#### Problem
Check each line of the data below for the word "integer", then extract the ones that have it.

** Data extract follows **

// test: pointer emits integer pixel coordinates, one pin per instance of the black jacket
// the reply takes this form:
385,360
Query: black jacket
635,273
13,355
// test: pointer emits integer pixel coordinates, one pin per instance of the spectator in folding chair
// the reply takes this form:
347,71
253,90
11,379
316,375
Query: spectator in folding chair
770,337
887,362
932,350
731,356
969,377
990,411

** End of Data extract **

#### Response to this task
// test: pointer emits integer pixel coordinates, one pin per instance of the black jacket
// test: pointer emits integer pixel coordinates, one pin per instance of the spectator in folding chair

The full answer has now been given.